**YOUR OBJECTIVE**
Rewrite the rows from the start through the line containing "[(104, 50), (103, 0), (58, 0), (58, 50)]", inclusive, swapping "large window" for "wide window" and leaving everything else unchanged.

**AVAILABLE DATA**
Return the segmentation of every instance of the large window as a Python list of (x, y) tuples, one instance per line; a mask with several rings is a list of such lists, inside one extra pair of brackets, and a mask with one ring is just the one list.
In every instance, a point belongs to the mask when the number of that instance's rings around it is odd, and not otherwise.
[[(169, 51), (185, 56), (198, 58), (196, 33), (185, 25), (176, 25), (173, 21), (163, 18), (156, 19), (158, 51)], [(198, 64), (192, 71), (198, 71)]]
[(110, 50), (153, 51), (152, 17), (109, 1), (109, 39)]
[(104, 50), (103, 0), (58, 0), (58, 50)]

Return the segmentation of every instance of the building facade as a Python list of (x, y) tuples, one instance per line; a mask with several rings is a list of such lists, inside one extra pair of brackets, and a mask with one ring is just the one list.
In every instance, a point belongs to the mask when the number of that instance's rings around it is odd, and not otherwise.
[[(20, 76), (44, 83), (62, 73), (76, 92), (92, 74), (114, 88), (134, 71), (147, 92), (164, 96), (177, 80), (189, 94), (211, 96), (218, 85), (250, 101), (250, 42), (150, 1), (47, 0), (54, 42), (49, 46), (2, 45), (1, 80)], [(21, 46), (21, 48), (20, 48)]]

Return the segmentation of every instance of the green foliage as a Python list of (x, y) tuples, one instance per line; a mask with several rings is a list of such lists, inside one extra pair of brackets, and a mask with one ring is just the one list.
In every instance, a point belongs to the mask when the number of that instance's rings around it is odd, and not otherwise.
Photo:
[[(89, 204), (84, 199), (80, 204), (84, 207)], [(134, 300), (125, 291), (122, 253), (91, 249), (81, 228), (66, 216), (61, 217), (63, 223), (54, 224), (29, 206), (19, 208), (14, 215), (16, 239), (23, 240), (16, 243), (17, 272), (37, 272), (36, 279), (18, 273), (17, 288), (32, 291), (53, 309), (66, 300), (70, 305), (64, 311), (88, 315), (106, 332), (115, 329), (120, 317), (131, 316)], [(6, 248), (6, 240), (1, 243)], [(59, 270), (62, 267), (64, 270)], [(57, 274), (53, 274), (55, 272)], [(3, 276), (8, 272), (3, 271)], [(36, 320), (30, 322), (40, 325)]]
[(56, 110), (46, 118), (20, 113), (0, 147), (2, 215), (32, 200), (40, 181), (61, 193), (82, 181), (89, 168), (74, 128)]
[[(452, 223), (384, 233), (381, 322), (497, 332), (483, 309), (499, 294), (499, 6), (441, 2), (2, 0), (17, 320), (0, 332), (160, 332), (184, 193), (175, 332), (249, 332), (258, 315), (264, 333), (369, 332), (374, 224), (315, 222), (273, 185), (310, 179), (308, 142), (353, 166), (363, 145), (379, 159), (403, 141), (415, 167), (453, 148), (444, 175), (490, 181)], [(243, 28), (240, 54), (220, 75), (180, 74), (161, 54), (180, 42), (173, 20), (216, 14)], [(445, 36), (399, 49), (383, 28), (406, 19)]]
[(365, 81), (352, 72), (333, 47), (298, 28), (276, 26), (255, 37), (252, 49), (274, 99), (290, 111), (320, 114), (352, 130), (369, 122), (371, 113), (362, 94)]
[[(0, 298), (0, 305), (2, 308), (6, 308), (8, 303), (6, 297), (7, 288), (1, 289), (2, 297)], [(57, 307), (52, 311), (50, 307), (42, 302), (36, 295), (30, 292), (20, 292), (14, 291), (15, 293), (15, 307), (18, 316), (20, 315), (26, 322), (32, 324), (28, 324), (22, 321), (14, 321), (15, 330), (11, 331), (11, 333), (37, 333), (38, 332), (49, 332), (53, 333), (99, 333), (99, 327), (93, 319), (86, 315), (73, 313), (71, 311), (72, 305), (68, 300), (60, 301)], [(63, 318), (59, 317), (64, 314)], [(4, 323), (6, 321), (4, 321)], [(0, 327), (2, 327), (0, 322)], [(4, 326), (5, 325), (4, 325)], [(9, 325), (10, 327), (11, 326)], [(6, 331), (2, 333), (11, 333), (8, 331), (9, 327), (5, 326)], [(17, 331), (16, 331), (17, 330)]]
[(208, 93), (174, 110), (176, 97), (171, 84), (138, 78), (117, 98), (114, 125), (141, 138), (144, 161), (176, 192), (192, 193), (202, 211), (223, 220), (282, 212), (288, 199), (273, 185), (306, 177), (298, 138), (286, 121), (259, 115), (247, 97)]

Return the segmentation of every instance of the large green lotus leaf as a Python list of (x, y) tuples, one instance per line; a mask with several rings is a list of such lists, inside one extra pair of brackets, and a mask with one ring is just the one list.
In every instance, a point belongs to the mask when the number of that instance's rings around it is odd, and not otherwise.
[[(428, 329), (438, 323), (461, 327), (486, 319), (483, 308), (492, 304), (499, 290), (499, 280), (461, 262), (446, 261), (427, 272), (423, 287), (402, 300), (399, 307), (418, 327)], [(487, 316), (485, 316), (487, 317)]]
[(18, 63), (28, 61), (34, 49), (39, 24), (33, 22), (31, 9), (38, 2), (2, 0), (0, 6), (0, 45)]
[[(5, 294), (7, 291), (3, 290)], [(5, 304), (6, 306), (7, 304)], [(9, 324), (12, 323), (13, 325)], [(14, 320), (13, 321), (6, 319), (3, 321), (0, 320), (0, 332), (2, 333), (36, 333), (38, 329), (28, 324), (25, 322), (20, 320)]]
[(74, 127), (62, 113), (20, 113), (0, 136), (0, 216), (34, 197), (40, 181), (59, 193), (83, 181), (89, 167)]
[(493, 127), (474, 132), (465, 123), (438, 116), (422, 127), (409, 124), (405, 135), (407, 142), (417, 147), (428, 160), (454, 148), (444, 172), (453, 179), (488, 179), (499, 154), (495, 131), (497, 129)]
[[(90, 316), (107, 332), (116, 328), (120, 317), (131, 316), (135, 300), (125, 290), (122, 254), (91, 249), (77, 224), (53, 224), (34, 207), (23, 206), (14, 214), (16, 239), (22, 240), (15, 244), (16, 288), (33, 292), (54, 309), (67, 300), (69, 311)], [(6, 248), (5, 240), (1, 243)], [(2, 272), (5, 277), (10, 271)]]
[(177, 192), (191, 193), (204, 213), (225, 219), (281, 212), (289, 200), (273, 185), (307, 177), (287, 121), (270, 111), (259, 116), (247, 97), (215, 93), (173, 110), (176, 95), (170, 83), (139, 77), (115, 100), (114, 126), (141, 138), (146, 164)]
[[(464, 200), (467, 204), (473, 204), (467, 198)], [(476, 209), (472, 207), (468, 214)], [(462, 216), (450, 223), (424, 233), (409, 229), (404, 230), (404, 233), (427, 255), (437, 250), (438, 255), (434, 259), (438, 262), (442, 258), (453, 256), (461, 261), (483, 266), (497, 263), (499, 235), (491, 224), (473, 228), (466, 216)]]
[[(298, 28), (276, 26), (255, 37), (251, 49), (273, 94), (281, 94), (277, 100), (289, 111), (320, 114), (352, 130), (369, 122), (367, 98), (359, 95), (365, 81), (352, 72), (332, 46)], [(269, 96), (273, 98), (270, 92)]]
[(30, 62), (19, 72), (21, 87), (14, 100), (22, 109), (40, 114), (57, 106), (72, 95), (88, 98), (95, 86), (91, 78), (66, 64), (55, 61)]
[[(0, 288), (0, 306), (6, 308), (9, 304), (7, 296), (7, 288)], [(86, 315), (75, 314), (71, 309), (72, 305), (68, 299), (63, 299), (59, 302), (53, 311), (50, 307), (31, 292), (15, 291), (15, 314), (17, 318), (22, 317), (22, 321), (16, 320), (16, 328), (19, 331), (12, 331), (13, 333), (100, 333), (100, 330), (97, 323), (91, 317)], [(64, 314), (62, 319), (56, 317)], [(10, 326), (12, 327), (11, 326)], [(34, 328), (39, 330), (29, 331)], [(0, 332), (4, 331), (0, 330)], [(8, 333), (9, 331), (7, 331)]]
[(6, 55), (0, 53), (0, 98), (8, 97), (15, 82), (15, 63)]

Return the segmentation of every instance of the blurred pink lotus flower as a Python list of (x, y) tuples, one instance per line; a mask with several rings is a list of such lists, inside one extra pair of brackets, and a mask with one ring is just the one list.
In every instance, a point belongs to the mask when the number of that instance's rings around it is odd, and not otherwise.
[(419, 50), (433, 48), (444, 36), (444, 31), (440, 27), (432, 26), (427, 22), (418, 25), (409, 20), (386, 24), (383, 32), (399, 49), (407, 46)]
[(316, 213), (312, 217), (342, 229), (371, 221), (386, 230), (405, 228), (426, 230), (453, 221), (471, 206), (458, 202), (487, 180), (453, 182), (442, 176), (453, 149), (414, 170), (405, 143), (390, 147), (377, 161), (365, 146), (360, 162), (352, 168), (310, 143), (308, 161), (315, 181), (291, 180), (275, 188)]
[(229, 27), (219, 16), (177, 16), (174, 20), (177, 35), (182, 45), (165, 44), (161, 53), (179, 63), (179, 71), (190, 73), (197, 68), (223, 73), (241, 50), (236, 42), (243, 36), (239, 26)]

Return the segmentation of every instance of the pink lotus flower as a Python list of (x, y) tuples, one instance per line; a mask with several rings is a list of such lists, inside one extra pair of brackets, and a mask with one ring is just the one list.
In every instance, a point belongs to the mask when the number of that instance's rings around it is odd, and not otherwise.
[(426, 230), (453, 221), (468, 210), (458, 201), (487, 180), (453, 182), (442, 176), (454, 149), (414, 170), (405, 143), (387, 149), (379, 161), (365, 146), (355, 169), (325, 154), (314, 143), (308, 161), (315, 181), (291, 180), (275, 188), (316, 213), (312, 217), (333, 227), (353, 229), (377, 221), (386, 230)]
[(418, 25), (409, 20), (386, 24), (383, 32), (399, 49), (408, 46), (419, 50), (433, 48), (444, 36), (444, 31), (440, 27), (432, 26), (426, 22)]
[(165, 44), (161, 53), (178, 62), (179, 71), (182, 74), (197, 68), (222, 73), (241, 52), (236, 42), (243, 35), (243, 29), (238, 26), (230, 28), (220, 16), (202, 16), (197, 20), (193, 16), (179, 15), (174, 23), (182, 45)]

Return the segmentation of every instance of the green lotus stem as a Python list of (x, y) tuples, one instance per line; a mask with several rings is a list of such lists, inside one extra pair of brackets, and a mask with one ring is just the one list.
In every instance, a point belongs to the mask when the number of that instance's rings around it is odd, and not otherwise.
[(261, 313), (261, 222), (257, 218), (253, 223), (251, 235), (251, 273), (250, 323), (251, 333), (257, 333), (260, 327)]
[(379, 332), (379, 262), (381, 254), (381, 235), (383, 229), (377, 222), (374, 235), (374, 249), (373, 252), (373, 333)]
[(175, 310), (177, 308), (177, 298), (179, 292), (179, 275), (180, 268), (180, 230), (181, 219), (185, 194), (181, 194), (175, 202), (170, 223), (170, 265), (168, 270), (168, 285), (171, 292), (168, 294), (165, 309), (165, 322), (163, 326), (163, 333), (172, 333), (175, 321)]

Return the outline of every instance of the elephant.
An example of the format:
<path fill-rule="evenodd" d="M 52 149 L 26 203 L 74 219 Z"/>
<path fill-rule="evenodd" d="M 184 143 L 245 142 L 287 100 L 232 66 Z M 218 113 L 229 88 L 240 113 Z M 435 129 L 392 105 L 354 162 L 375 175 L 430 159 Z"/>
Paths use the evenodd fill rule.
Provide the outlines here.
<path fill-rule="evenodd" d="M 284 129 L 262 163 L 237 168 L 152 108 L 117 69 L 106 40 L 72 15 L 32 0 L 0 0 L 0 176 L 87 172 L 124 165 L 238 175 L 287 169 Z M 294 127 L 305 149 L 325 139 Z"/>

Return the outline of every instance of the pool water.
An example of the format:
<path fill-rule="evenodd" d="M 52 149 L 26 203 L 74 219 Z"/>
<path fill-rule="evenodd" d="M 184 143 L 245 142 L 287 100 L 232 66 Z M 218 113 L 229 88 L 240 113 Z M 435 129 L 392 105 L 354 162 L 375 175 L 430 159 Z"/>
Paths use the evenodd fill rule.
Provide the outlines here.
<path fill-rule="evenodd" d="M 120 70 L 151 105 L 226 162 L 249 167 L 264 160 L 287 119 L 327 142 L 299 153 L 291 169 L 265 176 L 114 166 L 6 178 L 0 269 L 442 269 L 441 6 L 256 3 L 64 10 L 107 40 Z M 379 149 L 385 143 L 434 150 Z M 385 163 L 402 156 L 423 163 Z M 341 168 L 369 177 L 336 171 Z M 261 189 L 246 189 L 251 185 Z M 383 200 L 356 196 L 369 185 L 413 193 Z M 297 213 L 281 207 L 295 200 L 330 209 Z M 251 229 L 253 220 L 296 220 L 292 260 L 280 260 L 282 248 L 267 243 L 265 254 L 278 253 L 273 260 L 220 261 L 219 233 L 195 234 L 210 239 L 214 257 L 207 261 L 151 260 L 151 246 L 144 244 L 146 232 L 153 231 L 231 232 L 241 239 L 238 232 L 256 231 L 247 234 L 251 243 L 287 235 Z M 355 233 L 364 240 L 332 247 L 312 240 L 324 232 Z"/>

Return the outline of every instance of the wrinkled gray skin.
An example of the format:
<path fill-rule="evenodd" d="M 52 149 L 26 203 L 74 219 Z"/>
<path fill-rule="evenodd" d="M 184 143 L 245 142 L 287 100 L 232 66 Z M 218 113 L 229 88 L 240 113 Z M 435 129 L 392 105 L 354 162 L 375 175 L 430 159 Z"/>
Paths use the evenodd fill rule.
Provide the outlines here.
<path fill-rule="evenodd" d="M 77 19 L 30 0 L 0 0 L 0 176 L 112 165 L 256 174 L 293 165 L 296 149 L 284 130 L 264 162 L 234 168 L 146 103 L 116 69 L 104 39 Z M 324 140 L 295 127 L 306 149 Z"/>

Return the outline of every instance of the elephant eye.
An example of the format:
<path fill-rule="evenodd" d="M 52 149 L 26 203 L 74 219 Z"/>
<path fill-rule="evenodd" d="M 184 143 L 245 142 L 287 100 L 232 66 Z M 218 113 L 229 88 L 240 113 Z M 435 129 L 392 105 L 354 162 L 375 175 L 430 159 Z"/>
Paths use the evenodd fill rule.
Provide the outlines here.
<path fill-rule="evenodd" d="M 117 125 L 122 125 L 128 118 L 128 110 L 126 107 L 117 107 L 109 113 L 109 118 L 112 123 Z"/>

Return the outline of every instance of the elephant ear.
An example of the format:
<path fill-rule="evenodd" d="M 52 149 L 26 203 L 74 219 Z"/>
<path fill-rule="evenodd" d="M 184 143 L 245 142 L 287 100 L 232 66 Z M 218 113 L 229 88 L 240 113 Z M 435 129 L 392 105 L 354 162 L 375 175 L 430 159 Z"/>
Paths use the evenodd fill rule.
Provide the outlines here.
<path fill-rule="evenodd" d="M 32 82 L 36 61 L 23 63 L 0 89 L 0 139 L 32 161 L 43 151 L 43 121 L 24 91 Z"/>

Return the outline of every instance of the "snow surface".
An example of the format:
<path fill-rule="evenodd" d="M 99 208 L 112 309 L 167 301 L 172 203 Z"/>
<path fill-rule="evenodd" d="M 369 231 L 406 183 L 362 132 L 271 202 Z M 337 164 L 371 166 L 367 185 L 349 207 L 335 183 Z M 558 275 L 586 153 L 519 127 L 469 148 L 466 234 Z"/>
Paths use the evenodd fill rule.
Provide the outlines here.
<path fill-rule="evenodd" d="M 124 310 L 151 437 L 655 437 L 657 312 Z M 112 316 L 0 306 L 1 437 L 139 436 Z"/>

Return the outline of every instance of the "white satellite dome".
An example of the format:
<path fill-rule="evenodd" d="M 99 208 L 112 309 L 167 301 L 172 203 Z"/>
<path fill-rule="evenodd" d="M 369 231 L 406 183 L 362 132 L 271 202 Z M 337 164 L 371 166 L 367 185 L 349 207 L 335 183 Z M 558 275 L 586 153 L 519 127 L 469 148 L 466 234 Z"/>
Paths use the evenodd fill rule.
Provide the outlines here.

**FULL ANSWER**
Return the segmentation of every instance of the wide window as a Python list of (x, y) tuples, one instance per line; a mask with several rings is a list of such lists, inside one extra pair of brackets, and a mask with one ring is just the one list.
In every instance, a point belongs to the mask when the number of that instance's rings around it is odd, and not otherwise.
[[(169, 51), (185, 56), (198, 58), (196, 33), (185, 25), (176, 25), (173, 21), (163, 18), (156, 19), (158, 51)], [(198, 64), (192, 71), (198, 71)]]
[(110, 50), (153, 51), (152, 17), (109, 1), (109, 39)]
[(104, 50), (103, 0), (58, 0), (58, 50)]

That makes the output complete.